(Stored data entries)

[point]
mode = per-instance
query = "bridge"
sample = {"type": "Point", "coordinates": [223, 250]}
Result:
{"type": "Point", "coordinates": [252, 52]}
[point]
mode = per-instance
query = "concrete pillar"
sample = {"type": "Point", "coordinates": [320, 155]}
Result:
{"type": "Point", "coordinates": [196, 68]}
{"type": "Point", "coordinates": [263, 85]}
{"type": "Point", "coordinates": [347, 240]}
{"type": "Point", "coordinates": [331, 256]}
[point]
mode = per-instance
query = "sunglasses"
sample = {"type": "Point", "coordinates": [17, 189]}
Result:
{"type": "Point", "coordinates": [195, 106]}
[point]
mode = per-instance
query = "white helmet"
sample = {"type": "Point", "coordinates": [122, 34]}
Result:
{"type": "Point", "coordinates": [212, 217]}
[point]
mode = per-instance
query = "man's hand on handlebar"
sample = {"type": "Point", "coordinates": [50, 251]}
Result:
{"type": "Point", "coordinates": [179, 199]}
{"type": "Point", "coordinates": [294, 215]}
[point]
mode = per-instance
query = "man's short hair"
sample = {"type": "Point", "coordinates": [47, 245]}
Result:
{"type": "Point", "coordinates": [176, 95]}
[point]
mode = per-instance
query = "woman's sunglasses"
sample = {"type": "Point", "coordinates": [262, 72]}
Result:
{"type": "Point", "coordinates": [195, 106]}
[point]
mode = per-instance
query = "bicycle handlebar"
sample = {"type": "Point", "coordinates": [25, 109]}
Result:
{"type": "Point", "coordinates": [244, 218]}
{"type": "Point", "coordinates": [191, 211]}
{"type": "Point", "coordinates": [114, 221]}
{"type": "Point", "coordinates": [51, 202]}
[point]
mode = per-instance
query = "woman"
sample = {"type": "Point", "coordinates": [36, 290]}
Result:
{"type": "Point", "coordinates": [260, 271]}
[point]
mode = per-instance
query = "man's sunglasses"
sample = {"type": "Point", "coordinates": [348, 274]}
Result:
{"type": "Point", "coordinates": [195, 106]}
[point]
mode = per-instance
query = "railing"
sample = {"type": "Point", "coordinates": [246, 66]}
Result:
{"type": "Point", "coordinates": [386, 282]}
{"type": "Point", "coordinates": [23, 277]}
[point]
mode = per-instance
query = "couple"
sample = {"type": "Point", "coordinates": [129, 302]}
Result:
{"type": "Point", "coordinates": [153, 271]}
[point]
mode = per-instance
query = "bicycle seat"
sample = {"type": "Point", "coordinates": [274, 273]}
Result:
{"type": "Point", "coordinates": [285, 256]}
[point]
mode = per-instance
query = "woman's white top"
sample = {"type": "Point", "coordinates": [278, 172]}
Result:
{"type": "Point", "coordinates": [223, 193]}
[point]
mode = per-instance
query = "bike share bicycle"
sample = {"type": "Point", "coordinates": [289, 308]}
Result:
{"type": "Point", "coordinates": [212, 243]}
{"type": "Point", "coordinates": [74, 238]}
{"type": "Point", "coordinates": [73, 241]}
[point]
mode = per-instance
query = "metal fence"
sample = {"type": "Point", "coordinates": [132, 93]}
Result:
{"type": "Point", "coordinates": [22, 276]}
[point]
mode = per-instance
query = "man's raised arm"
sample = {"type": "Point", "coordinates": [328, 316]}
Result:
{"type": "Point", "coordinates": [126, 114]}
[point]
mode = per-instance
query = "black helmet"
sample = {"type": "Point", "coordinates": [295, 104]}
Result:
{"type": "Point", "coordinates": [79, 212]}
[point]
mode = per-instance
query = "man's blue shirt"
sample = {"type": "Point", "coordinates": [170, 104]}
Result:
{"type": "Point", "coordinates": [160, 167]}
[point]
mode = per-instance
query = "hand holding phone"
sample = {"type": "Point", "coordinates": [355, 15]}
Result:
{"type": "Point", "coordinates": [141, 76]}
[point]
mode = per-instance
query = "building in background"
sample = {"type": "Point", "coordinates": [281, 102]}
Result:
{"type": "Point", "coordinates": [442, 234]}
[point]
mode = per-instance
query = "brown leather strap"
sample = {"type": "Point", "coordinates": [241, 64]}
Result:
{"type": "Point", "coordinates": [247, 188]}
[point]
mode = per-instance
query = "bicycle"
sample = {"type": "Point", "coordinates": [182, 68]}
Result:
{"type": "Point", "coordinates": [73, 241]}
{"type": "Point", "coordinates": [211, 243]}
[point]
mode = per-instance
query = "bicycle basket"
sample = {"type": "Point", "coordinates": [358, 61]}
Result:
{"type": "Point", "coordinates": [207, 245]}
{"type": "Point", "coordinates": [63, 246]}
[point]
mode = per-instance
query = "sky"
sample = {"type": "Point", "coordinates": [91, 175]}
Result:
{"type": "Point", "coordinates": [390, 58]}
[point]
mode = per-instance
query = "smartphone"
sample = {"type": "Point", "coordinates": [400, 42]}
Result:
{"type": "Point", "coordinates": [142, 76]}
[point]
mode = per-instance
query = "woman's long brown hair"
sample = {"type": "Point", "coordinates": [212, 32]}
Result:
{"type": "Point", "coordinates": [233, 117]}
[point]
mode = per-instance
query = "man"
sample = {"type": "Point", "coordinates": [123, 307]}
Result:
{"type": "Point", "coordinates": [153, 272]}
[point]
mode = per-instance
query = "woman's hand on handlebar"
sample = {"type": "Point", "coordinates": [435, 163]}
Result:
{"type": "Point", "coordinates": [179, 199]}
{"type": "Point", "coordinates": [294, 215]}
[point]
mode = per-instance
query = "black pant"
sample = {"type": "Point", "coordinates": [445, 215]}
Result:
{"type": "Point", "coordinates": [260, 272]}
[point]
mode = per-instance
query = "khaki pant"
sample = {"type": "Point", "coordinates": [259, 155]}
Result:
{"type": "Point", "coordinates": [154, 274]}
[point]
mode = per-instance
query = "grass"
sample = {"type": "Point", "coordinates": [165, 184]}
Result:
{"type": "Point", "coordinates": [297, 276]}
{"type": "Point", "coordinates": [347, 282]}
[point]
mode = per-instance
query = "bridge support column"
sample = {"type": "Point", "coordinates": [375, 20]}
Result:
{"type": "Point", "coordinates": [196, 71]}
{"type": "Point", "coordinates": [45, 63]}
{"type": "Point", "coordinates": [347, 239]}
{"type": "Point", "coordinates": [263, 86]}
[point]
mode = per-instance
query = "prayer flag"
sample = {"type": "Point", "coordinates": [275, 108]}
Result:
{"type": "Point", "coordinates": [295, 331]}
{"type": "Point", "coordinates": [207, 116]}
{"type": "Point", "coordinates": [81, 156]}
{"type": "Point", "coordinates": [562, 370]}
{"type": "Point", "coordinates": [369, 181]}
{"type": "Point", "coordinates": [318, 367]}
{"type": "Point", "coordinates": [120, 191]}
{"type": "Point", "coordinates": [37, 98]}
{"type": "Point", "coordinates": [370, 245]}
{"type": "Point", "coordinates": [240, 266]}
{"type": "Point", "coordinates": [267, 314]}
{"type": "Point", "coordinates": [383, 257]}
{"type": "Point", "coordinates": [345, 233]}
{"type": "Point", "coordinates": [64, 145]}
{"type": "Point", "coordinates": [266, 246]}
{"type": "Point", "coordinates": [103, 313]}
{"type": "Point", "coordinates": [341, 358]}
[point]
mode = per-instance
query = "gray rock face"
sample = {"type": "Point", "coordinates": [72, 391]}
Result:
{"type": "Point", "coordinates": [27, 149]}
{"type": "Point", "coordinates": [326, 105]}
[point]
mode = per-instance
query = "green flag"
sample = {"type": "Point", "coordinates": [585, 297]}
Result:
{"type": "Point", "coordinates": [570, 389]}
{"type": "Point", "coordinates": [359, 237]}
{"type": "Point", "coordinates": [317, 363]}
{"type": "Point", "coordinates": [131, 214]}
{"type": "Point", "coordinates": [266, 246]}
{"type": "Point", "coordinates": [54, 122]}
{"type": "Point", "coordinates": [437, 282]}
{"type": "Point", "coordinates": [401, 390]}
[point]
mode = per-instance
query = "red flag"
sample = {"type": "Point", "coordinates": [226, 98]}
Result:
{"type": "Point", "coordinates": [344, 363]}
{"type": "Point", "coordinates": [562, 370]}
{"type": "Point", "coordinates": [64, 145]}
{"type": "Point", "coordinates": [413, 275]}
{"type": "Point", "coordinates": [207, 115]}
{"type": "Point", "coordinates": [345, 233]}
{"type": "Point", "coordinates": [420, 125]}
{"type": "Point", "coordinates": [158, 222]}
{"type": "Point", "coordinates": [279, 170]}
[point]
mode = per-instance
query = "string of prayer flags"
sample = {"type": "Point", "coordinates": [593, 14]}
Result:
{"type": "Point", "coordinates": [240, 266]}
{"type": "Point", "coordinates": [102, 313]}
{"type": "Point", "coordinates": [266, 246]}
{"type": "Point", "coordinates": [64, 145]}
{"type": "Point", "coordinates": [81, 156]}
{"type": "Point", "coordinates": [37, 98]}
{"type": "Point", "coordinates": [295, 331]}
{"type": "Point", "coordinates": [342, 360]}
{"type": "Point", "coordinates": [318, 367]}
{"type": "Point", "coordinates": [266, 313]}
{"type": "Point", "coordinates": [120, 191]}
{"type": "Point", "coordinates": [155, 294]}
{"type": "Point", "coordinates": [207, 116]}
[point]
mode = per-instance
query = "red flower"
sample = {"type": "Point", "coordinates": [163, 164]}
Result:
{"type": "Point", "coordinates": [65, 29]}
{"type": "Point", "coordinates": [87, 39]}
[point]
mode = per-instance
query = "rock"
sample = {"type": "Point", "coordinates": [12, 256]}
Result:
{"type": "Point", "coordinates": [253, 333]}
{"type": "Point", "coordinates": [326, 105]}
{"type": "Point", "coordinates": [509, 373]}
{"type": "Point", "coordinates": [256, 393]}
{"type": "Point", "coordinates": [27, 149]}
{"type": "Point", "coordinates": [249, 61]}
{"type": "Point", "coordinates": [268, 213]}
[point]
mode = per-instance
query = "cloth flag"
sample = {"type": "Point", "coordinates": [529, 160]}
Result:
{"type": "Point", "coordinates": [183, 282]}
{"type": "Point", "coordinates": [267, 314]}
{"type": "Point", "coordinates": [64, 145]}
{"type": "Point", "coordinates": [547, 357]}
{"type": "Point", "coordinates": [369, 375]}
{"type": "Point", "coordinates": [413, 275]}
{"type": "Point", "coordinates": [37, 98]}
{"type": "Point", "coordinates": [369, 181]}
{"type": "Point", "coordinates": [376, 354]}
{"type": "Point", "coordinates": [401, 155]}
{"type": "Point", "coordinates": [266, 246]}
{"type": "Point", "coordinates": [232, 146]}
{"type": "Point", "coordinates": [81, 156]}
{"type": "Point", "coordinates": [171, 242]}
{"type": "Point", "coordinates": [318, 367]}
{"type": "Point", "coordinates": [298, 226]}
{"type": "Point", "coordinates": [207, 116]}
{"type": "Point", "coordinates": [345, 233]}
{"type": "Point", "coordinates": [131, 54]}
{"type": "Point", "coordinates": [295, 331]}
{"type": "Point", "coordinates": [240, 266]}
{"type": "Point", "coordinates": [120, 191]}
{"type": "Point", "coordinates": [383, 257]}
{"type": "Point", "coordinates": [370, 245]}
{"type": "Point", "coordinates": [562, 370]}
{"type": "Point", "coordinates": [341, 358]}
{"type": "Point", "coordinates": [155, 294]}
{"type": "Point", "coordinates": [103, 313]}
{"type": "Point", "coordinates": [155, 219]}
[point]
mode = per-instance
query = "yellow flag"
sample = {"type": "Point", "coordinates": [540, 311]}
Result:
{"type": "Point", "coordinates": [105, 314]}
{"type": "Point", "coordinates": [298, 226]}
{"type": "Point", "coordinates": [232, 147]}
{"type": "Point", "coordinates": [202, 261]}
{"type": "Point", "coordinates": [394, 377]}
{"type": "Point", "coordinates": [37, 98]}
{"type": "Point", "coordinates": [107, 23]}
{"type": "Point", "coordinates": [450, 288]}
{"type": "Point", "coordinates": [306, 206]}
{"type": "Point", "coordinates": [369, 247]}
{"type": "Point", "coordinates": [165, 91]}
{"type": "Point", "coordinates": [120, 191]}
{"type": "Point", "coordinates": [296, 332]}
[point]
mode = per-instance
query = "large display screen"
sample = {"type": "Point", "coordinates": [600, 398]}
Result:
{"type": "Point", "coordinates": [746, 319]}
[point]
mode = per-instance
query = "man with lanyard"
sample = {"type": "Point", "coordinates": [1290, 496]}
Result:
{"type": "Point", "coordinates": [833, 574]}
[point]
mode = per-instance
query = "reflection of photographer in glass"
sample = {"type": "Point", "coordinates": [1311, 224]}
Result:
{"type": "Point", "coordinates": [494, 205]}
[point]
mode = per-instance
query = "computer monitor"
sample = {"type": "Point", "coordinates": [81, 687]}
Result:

**EXERCISE GOAL:** Count the lines of the material above that contain the string "woman". Reply with the number alone.

**ANSWER FOR THE TASK:** 5